[PASSAGE TO READ]
____

Martín Torrijos is the son of military ruler Omar Torrijos, who was Panama's social reformer and military strongman from 1968 until his death in a 1981 plane crash. The younger Torrijos is an illegitimate child primarily raised by his mother, but his father publicly acknowledged him when he became a teenager. Born in Chitré, Herrera, he graduated from St. John's Northwestern Military Academy located in Delafield, Wisconsin, in the United States and studied political science and economics at Texas A&M University in College Station, Texas. During his time in the US, he also worked in Chicago, managing a McDonald's restaurant.

1994

During the presidency of Ernesto Pérez Balladares (1994–1999), Torrijos served as deputy minister for the interior and justice. His most significant act as deputy minister was to sign into law the complete privatization of Panama's water utilities. When the new law proved unpopular, the Democratic Revolutionary Party (PRD) effected a reversion to the previous system. During his term in office the rate of armed robberies and assault increased. There were several reported cases where SUNTRACS, a workers union, was angered, causing several riots which involved rock flinging.

____

[DATASET ROWS]
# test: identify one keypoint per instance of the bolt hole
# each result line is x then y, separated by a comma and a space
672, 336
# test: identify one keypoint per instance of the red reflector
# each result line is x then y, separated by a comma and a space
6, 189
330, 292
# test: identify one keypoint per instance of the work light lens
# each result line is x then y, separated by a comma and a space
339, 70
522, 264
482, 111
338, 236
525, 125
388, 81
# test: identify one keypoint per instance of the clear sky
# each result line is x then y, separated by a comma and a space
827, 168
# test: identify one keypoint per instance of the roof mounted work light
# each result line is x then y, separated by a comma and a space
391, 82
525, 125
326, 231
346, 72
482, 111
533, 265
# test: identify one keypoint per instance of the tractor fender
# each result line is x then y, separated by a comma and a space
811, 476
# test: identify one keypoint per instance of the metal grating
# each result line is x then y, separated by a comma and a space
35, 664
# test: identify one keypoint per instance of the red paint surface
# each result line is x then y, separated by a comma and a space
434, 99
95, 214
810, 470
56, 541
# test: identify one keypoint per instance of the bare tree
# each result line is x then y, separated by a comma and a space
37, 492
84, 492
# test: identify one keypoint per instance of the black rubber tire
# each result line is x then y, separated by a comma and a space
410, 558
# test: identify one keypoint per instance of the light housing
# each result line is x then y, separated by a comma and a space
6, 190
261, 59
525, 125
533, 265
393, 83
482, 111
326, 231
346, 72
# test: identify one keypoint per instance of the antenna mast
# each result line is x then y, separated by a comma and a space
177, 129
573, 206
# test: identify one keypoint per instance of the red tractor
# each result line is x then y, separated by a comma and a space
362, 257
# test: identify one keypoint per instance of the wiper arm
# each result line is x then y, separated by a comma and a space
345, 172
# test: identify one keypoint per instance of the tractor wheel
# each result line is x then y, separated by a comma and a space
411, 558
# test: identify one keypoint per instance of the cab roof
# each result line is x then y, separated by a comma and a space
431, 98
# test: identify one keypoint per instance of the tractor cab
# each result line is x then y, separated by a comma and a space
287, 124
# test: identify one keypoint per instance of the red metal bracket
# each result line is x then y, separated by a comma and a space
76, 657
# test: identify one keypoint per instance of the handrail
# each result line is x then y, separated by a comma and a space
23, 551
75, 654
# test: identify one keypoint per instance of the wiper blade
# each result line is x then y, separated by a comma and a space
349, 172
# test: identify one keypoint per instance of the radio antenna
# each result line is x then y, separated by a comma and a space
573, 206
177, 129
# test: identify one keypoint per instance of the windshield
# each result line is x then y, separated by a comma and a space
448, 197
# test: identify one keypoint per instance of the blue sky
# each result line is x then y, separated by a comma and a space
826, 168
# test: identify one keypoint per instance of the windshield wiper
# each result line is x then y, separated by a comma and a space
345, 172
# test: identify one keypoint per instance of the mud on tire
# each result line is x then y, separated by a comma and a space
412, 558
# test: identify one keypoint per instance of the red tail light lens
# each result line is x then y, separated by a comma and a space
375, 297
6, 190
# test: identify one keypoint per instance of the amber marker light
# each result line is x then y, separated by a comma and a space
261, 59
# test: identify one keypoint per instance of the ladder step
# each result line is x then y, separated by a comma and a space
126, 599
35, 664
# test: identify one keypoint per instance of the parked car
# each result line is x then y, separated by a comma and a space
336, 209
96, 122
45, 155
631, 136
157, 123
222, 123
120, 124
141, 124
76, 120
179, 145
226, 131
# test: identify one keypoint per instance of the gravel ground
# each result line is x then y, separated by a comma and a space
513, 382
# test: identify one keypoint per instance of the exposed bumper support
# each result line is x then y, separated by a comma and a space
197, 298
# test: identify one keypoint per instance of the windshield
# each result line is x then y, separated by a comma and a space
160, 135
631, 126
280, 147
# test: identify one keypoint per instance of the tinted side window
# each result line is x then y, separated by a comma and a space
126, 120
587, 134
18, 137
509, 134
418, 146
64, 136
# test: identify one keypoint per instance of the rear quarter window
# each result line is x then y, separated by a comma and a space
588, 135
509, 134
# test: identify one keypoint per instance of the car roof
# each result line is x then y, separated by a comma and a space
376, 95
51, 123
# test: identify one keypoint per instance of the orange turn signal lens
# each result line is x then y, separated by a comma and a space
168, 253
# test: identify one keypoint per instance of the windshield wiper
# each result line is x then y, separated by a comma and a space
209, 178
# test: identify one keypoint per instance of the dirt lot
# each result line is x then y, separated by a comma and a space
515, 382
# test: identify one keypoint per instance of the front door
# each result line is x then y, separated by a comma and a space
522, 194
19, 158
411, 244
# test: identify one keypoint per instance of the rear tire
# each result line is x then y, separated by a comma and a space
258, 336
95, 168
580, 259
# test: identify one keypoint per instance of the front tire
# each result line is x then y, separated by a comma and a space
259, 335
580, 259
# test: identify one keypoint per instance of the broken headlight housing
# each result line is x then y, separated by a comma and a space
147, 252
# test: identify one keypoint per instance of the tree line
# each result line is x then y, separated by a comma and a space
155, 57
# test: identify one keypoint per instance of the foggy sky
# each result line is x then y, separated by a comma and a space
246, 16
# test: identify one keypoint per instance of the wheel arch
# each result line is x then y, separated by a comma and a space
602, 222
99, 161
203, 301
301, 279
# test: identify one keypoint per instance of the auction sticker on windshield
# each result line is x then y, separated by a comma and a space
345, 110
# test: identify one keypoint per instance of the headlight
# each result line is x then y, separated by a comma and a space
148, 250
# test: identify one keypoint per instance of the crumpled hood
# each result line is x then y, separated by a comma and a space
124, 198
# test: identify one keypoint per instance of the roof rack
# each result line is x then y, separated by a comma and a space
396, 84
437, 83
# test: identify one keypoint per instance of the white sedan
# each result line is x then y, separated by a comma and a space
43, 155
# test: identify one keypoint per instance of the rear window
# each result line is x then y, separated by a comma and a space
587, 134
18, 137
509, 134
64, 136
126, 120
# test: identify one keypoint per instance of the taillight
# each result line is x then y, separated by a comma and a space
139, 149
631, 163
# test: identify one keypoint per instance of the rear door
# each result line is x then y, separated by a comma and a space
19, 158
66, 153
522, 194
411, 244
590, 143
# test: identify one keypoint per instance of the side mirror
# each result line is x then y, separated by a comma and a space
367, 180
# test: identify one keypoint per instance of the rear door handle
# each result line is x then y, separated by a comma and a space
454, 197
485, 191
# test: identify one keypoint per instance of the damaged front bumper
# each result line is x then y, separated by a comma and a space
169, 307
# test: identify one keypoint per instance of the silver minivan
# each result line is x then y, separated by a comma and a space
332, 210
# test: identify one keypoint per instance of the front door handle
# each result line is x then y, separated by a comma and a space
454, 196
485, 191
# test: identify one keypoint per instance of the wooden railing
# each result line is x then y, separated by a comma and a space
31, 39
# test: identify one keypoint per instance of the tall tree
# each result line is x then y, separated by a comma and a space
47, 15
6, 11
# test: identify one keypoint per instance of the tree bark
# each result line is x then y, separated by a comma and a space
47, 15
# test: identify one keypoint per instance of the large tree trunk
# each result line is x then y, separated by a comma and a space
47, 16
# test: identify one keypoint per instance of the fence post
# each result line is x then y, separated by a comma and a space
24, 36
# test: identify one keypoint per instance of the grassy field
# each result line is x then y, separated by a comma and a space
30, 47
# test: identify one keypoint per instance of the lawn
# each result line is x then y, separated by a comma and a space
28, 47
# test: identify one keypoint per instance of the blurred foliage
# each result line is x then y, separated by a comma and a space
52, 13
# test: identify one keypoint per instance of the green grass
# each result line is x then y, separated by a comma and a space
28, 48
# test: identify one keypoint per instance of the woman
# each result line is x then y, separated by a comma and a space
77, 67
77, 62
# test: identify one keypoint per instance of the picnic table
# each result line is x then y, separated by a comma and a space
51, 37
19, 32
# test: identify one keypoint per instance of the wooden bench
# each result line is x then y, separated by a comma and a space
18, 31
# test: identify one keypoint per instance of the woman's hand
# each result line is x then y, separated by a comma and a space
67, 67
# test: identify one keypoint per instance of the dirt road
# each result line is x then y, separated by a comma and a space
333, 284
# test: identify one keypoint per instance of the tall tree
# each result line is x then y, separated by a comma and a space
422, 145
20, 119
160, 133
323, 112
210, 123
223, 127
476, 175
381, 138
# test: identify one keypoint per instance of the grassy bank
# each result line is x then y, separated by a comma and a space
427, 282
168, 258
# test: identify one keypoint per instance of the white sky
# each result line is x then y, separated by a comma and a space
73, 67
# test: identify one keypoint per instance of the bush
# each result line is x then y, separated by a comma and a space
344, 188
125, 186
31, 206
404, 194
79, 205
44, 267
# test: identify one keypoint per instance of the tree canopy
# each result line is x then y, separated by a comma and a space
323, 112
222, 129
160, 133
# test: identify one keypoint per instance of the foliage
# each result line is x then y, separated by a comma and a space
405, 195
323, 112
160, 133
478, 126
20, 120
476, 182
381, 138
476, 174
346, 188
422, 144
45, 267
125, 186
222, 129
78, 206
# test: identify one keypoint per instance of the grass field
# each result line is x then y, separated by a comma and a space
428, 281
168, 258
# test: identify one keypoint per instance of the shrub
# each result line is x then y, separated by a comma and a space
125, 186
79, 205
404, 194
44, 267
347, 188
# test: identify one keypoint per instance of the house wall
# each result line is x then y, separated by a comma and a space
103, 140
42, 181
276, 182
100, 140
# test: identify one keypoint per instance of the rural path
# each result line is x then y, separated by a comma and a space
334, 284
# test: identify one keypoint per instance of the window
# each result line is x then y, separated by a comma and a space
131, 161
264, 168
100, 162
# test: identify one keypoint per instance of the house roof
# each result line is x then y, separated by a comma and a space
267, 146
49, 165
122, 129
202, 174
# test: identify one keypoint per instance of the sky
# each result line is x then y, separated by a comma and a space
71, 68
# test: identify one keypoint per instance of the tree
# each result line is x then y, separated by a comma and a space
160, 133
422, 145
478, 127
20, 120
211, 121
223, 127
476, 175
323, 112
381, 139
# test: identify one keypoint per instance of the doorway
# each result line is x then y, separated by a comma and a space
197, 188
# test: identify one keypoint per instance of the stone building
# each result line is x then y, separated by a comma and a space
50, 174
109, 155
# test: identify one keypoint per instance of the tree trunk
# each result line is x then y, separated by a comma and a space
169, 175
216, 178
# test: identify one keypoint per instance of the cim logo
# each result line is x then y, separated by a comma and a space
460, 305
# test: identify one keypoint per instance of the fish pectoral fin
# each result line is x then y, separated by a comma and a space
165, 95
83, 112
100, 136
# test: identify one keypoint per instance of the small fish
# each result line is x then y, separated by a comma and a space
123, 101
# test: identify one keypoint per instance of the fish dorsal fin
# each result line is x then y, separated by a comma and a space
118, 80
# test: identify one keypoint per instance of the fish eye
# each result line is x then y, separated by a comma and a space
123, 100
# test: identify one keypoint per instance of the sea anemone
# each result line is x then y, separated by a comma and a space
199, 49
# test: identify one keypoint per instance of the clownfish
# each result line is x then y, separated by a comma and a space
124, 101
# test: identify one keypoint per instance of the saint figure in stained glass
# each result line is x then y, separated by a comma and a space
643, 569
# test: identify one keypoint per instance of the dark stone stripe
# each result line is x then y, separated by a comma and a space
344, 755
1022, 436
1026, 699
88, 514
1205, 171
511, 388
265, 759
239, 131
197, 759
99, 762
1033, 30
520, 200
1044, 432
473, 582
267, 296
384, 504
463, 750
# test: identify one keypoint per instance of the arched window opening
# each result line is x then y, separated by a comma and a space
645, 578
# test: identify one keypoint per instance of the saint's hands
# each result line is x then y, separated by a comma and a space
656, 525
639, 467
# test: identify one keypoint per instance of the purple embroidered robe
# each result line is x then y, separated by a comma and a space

____

[WHAT THIS EXERCISE ASKS]
- A) List every city or town named in the Martín Torrijos biography.
- B) Answer these questions from the Martín Torrijos biography:
(i) In what year did Omar Torrijos die?
(ii) What post did Martín Torrijos hold under President Ernesto Pérez Balladares?
(iii) Which workers union does the biography say was angered?
- C) Resume the Martín Torrijos biography after its final sentence.

[RESULTS FOR EACH TASK]
- A)
Chitré
Delafield
College Station
Chicago

- B)
(i) 1981
(ii) Deputy minister for the interior and justice
(iii) SUNTRACS

- C)
1999

After the failure of a constitutional referendum that would have allowed PRD incumbent Ernesto Pérez Balladares to seek a second consecutive term, Torrijos was named to represent the PRD in the 1999 general election. Torrijos was selected in part to try to win back left-leaning voters after the privatizations and union restrictions instituted by Pérez Balladares. His main opponent was Arnulfista Party candidate Mireya Moscoso, widow of former Panamanian President Arnulfo Arias, who had been deposed in the military coup that had brought Torrijos's father Omar to power. Moscoso ran on a populist platform, beginning many of her speeches with the Latin phrase "Vox populi, vox Dei" ("the voice of the people is the voice of God"), previously used by Arias to begin his own speeches. She pledged to support education, reduce poverty, and slow the pace of privatization. While Torrijos ran in large part on his father's memory—including using the campaign slogan "Omar lives"—Moscoso evoked that of her dead husband, leading Panamanians to joke that the election was a race between "two corpses". Torrijos and the PRD were ultimately hampered by the corruption scandals of the previous administration, as well as a scandal in which La Prensa reported that two members of his campaign had been bribed by Mobil to sell a former US military base. Moscoso defeated Torrijos with 45% of the vote to 37%.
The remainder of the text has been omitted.